(Dataset records)
* begin *

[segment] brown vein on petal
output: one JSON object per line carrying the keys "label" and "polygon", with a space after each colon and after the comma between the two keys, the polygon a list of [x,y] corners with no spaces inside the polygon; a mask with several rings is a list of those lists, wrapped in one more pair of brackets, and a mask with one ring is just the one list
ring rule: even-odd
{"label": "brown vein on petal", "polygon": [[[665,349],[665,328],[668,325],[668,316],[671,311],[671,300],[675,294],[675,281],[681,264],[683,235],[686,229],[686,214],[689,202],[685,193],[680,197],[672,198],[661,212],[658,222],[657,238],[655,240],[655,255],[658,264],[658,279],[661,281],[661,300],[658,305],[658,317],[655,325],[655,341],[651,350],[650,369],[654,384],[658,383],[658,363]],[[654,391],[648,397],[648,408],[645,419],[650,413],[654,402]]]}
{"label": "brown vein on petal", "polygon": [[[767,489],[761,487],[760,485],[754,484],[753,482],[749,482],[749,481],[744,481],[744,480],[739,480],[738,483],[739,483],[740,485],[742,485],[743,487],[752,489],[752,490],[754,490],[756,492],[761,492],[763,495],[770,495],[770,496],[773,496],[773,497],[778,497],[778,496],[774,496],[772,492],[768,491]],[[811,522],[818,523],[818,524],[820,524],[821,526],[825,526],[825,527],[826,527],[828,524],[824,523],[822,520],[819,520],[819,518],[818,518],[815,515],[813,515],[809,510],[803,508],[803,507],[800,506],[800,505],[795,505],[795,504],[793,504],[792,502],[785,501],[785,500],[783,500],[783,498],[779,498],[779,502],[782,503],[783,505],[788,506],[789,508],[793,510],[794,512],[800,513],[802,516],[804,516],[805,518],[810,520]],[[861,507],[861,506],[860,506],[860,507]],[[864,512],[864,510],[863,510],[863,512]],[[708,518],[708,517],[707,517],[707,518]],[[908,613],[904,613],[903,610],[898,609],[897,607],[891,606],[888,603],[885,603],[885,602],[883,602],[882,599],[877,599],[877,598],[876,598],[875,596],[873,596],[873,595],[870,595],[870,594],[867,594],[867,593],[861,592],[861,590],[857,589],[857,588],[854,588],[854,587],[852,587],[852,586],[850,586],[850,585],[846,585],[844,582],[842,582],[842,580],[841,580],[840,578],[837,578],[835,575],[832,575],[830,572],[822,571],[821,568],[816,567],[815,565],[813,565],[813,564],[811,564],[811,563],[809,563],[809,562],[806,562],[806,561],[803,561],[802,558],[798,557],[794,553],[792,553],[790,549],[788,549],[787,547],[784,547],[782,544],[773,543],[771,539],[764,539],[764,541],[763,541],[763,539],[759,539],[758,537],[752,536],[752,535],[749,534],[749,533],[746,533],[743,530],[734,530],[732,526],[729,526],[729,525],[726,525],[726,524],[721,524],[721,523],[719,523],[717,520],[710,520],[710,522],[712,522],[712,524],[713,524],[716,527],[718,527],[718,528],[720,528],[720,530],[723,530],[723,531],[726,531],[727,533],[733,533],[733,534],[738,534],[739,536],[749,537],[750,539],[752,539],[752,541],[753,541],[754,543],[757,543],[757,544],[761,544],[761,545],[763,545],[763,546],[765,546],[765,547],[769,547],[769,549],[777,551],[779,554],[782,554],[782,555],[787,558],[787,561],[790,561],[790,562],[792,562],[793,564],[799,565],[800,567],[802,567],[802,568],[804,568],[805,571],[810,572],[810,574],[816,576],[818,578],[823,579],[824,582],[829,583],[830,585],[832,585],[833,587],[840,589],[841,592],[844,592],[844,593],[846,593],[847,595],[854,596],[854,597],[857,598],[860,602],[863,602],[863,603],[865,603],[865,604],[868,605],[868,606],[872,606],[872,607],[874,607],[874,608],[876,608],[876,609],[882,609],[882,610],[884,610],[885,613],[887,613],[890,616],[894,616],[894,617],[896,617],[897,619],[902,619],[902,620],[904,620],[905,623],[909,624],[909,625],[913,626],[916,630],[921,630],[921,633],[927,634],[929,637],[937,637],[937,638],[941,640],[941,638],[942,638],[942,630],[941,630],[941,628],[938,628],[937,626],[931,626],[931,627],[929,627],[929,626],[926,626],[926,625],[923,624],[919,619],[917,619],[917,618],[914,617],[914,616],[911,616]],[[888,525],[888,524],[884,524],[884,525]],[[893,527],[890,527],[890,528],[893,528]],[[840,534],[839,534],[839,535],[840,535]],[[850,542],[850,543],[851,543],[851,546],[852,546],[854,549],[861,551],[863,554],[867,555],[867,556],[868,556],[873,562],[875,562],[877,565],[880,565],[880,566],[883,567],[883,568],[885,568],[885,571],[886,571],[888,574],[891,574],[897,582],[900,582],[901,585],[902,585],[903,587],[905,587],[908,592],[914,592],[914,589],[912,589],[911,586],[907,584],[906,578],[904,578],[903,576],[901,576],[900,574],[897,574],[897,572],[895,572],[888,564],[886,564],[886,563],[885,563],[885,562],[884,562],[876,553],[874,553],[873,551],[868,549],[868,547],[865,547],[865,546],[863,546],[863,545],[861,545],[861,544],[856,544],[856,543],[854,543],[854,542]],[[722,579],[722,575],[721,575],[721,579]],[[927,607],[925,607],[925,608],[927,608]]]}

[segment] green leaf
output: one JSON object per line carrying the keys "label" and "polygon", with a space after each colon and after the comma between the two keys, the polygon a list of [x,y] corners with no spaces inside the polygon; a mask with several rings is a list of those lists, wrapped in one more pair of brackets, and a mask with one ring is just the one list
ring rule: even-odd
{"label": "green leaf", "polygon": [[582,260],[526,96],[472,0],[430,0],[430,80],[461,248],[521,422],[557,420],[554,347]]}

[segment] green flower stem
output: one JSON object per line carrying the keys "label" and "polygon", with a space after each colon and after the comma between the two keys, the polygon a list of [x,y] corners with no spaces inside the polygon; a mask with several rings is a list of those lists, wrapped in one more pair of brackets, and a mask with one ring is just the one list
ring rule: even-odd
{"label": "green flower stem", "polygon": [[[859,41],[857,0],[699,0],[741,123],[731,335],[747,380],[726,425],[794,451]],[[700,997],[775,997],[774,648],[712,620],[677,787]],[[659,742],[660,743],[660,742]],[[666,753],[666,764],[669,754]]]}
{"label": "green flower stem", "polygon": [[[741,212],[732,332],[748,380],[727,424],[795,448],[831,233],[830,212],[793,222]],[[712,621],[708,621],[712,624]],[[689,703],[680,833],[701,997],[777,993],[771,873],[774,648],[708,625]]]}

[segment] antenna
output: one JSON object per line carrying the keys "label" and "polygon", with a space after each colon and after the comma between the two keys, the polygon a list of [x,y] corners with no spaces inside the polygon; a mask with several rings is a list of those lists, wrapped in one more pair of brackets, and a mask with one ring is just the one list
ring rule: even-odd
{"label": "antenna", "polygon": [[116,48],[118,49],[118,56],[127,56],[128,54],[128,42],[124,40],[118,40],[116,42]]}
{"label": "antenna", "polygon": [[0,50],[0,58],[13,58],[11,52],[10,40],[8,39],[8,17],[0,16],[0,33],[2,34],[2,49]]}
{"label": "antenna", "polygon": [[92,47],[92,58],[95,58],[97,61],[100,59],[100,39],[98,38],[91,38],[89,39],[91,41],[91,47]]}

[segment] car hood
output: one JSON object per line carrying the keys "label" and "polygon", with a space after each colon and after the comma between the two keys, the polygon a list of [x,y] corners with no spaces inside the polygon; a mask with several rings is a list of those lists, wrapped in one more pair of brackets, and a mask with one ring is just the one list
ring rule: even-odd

* end *

» Objective
Copy these lines exactly as they appear.

» Answer to this task
[segment] brown vein on petal
output: one JSON object per line carrying the keys "label" and "polygon", with a space after each colon and after the comma between the two keys, the polygon a list of [x,y] corners with no spaces inside the polygon; a mask with several rings is a list of those lists, wrapped in one more pair of brackets, and a mask with one ring is just the one list
ring rule: even-odd
{"label": "brown vein on petal", "polygon": [[[665,349],[665,328],[668,325],[668,316],[671,311],[671,300],[675,294],[675,281],[681,264],[683,235],[686,229],[686,214],[689,202],[685,193],[680,197],[672,198],[661,212],[658,222],[657,238],[655,240],[655,255],[658,264],[658,279],[661,281],[661,300],[658,305],[658,317],[655,325],[655,341],[651,350],[650,369],[654,384],[658,383],[658,363]],[[654,391],[648,397],[648,408],[645,419],[650,413],[654,402]]]}
{"label": "brown vein on petal", "polygon": [[[767,489],[761,487],[760,485],[754,484],[753,482],[749,482],[749,481],[744,481],[744,480],[739,480],[738,483],[739,483],[740,485],[742,485],[743,487],[752,489],[752,490],[754,490],[756,492],[761,492],[763,495],[770,495],[770,496],[773,496],[773,497],[778,497],[778,496],[774,496],[772,492],[768,491]],[[811,522],[818,523],[818,524],[820,524],[821,526],[825,526],[825,527],[826,527],[828,524],[824,523],[822,520],[819,520],[819,518],[818,518],[815,515],[813,515],[809,510],[803,508],[803,507],[800,506],[800,505],[795,505],[795,504],[793,504],[792,502],[785,501],[785,500],[783,500],[783,498],[779,498],[779,502],[782,503],[783,505],[788,506],[789,508],[793,510],[794,512],[800,513],[802,516],[804,516],[805,518],[810,520]],[[861,507],[861,506],[860,506],[860,507]],[[864,512],[864,510],[863,510],[863,512]],[[708,518],[708,517],[707,517],[707,518]],[[908,613],[904,613],[903,610],[898,609],[897,607],[891,606],[888,603],[885,603],[885,602],[883,602],[882,599],[877,599],[877,598],[876,598],[875,596],[873,596],[873,595],[870,595],[870,594],[867,594],[867,593],[861,592],[861,590],[857,589],[857,588],[854,588],[854,587],[852,587],[852,586],[850,586],[850,585],[846,585],[844,582],[842,582],[842,580],[841,580],[840,578],[837,578],[835,575],[832,575],[830,572],[822,571],[821,568],[816,567],[815,565],[813,565],[813,564],[811,564],[811,563],[809,563],[809,562],[806,562],[806,561],[803,561],[802,558],[798,557],[794,553],[792,553],[790,549],[788,549],[787,547],[784,547],[782,544],[773,543],[771,539],[764,539],[764,541],[763,541],[763,539],[759,539],[758,537],[752,536],[752,535],[749,534],[749,533],[746,533],[743,530],[734,530],[732,526],[729,526],[729,525],[726,525],[726,524],[721,524],[721,523],[719,523],[717,520],[710,520],[710,522],[712,522],[712,524],[713,524],[716,527],[718,527],[718,528],[720,528],[720,530],[723,530],[723,531],[726,531],[727,533],[733,533],[733,534],[738,534],[739,536],[749,537],[750,539],[752,539],[752,541],[753,541],[754,543],[757,543],[757,544],[761,544],[761,545],[763,545],[763,546],[765,546],[765,547],[769,547],[769,549],[777,551],[779,554],[782,554],[782,555],[787,558],[787,561],[790,561],[790,562],[792,562],[793,564],[799,565],[800,567],[802,567],[802,568],[804,568],[805,571],[810,572],[810,574],[816,576],[818,578],[823,579],[824,582],[829,583],[830,585],[832,585],[833,587],[840,589],[841,592],[844,592],[844,593],[846,593],[847,595],[854,596],[854,597],[857,598],[860,602],[863,602],[863,603],[865,603],[865,604],[868,605],[868,606],[872,606],[872,607],[874,607],[874,608],[876,608],[876,609],[882,609],[882,610],[884,610],[885,613],[887,613],[890,616],[894,616],[894,617],[896,617],[897,619],[902,619],[902,620],[904,620],[905,623],[909,624],[909,625],[913,626],[916,630],[921,630],[921,633],[927,634],[929,637],[937,637],[937,638],[941,640],[941,638],[942,638],[942,630],[941,630],[941,628],[938,628],[937,626],[931,626],[931,627],[929,627],[929,626],[926,626],[926,625],[923,624],[919,619],[917,619],[917,618],[914,617],[914,616],[911,616]],[[888,525],[888,524],[884,524],[884,525]],[[893,527],[890,527],[890,528],[893,528]],[[840,534],[839,534],[839,535],[840,535]],[[850,542],[850,543],[851,543],[851,546],[852,546],[854,549],[861,551],[863,554],[867,555],[867,556],[868,556],[873,562],[875,562],[877,565],[880,565],[880,566],[883,567],[883,568],[885,568],[885,571],[886,571],[888,574],[891,574],[897,582],[900,582],[901,585],[902,585],[903,587],[905,587],[908,592],[914,592],[914,589],[912,589],[911,586],[907,584],[906,578],[904,578],[903,576],[901,576],[900,574],[897,574],[897,572],[895,572],[888,564],[886,564],[886,563],[885,563],[885,562],[884,562],[876,553],[874,553],[873,551],[868,549],[868,547],[865,547],[865,546],[863,546],[863,545],[861,545],[861,544],[856,544],[856,543],[854,543],[854,542]],[[722,579],[722,575],[721,575],[721,579]],[[927,607],[925,607],[925,608],[927,608]]]}

[segment] green leaf
output: one JSON object per line carrying the keys "label" and "polygon", with a space after each colon and after the comma between the two keys, the polygon a list of [x,y] corners with no spaces inside the polygon; a mask with several rings is a list of those lists, wrapped in one more pair of brackets, and a mask with one ring is just the one list
ring rule: even-odd
{"label": "green leaf", "polygon": [[582,260],[526,96],[472,0],[430,0],[430,80],[461,248],[521,422],[557,420],[554,347]]}

[segment] green flower stem
output: one JSON object per line carrying the keys "label" and "polygon", with a space after each colon and after the comma between the two keys, the polygon a list of [x,y] corners with no spaces inside the polygon; a mask with several rings is a list of those lists, wrapped in one more pair of brackets, and a mask with one ring is just the one list
ring rule: even-odd
{"label": "green flower stem", "polygon": [[[859,41],[857,0],[699,0],[741,123],[731,335],[747,380],[726,425],[794,451]],[[700,997],[775,997],[774,648],[712,620],[677,787]],[[659,742],[660,743],[660,742]],[[666,753],[666,764],[669,754]]]}
{"label": "green flower stem", "polygon": [[[741,212],[732,332],[748,380],[727,424],[795,448],[831,233],[830,212],[793,222]],[[712,621],[708,621],[712,624]],[[689,703],[680,833],[701,997],[777,993],[771,873],[774,648],[708,625]]]}

[segment] antenna
output: one JSON object per line carrying the keys "label" and "polygon", with a space after each colon and after the comma between the two keys, the polygon a list of [x,y] corners with no spaces inside the polygon; a mask with several rings is a list of those lists, wrapped in one more pair of brackets, and a mask with one ring is just the one list
ring rule: even-odd
{"label": "antenna", "polygon": [[116,48],[118,49],[118,56],[127,56],[128,54],[128,42],[124,40],[118,40],[116,42]]}
{"label": "antenna", "polygon": [[0,50],[0,58],[13,58],[11,52],[10,40],[8,39],[8,17],[0,16],[0,33],[2,34],[2,49]]}
{"label": "antenna", "polygon": [[92,47],[92,58],[95,58],[97,61],[100,59],[100,39],[98,38],[91,38],[89,39],[91,41],[91,47]]}

[segment] car hood
output: one JSON object per line carrying the keys "label" and "polygon", with a space after each colon and after the comma between the two keys, the polygon a list of [x,y] corners with no spaces inside the polygon; a mask with several rings is a list of those lists, wrapped in one more pair of brackets, and a mask with one ring is just the one list
ring rule: even-odd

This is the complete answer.